● **Work task 1**
In the forum post below about scraping JavaScript-rendered pages, what framework was the poster using when the problem came up?

Using scrapy I faced a problem of javascript rendered pages. For the site Forum Franchise for example the link http://www.idee-franchise.com/forum/viewtopic.php?f=3&t=69, trying to scrap the source html I couldn't retrieve any posts because they seem to be "appended" after the page is being rendered (Probably through javascript).
So i was looking on the net for a solution to this problem, and i came across https://impythonist.wordpress.com/2015/01/06/ultimate-guide-for-scraping-javascript-rendered-web-pages/ .
I am completely new to PYPQ, but was hoping to take a shortcut and copy paste some code.
This worked perfectly for when i tried to scrap a single page. But then when i implemented this in scrapy i get the following error :
QObject::connect: Cannot connect (null)::configurationAdded(QNetworkConfiguration) to QNetworkConfigurationManager::configurationAdded(QNetworkConfiguration)

● **Available data**
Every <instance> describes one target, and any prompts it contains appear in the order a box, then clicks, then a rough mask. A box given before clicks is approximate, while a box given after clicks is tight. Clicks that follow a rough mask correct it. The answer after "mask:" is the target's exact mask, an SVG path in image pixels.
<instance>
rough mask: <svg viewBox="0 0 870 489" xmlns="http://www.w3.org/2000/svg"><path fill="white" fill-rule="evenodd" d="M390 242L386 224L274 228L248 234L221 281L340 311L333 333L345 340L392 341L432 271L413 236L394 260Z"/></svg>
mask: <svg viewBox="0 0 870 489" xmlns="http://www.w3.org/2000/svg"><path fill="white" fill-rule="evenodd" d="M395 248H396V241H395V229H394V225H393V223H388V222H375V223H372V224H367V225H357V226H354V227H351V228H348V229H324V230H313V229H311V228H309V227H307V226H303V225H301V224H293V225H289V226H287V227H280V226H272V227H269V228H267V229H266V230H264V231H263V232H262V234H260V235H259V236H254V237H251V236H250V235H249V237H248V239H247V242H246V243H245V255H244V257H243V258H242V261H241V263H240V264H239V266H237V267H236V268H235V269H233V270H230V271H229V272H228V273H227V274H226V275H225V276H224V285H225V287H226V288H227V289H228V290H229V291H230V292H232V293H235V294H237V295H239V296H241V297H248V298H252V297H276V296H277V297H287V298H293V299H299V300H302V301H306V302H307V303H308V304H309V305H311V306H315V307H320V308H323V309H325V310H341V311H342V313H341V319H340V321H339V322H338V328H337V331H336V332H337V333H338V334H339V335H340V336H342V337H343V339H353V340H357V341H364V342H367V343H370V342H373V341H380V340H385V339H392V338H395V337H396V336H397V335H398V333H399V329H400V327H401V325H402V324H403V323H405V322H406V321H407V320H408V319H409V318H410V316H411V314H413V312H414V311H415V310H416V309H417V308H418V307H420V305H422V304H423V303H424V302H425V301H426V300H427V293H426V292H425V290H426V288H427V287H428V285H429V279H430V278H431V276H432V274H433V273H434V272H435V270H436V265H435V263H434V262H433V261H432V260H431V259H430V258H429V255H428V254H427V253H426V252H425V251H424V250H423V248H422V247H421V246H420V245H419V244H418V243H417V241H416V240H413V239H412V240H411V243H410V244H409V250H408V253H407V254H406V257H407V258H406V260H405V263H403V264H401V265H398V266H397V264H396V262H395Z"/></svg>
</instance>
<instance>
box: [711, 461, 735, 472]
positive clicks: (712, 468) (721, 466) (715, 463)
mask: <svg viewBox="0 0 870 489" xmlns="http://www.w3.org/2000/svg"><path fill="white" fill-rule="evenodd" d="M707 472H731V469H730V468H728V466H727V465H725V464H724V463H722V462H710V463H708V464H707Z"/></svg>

● **Work task 2**
Return the lines of the entries above exactly, starting with the first line of the entries and going on through the line with "rough mask: <svg", both ends included, and nothing else.

● **Response 1**
Scrapy.

● **Response 2**
Every <instance> describes one target, and any prompts it contains appear in the order a box, then clicks, then a rough mask. A box given before clicks is approximate, while a box given after clicks is tight. Clicks that follow a rough mask correct it. The answer after "mask:" is the target's exact mask, an SVG path in image pixels.
<instance>
rough mask: <svg viewBox="0 0 870 489" xmlns="http://www.w3.org/2000/svg"><path fill="white" fill-rule="evenodd" d="M390 242L386 224L274 228L248 234L221 281L340 311L333 333L345 340L392 341L432 271L413 236L394 260Z"/></svg>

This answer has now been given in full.